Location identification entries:
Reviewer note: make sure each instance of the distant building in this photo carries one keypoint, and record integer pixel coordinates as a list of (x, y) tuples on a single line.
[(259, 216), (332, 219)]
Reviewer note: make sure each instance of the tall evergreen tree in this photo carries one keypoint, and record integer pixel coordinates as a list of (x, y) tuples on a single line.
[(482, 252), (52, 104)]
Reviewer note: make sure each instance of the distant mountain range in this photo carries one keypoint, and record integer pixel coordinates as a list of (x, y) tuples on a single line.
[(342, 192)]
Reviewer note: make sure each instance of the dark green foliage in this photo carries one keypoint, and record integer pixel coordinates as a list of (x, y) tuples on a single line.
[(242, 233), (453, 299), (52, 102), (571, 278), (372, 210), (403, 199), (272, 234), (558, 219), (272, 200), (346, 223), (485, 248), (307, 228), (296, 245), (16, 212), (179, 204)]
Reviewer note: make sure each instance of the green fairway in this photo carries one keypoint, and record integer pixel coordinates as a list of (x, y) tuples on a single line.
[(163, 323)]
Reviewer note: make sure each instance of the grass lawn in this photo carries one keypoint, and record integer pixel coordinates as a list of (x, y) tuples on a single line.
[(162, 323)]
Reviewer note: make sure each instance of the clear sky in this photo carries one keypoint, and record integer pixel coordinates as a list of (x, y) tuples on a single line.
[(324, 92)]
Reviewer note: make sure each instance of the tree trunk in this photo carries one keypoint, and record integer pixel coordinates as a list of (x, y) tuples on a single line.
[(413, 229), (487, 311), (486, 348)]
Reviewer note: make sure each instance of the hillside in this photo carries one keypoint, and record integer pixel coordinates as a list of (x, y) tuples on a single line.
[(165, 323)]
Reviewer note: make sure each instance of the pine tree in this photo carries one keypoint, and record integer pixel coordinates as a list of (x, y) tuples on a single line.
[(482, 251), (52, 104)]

◆ **Exercise goal**: Please copy every line of the material above exactly, without changing anything.

◆ **Full response**:
Reviewer note: make sure each instance of the distant building in this photo carries one keypoint, and record integer pixel coordinates as a list of (x, y) tuples on a single line.
[(259, 216), (332, 219)]
Reviewer note: make sure each instance of the tall evergreen tree in this photo carries one keypoint, and record integer pixel coordinates as a list of (x, y) tuples on a single line.
[(482, 252), (52, 104)]
Reviewer note: make sure each instance of the distant mountain range in this photo carries one keypoint, and record integer pixel coordinates as a list of (x, y) tuples on a single line.
[(342, 192)]
Reviewer note: make sure each instance of the dark green foliage in this photo carries one keypoint, and record integer pixel coordinates as a list of (x, y) tuples on a single line.
[(242, 233), (453, 299), (52, 102), (571, 278), (372, 210), (403, 199), (272, 234), (558, 219), (272, 200), (346, 223), (485, 248), (307, 228), (296, 245), (16, 212), (179, 204)]
Reviewer note: make sure each instance of the green fairway in this photo carries one keypoint, and record integer pixel coordinates as a list of (x, y) tuples on a single line.
[(163, 323)]
Reviewer note: make sure each instance of the grass lawn in this photo carries one keypoint, and record integer pixel coordinates as a list of (x, y) tuples on a single line.
[(162, 323)]
Reviewer note: make sure each instance of the clear sky in this photo carries one keypoint, and record integer pixel coordinates as a list of (x, y) tuples on a single line.
[(324, 92)]
Reviewer note: make sure each instance of the tree trunk in this photo carries one keypoint, and record integer pixel coordinates as a list of (x, y) tuples on a single line.
[(413, 229), (487, 311), (486, 348)]
Reviewer note: make sure each instance of the hillside in this photo carries one keypoint, and record integer pixel coordinates as a list of (x, y) tuples on a single line.
[(165, 323)]
Reviewer note: make sure each instance of the pine tree in this photo carries one keypoint, and record integer pixel coordinates as a list of (x, y) tuples on a single line.
[(482, 251), (52, 104)]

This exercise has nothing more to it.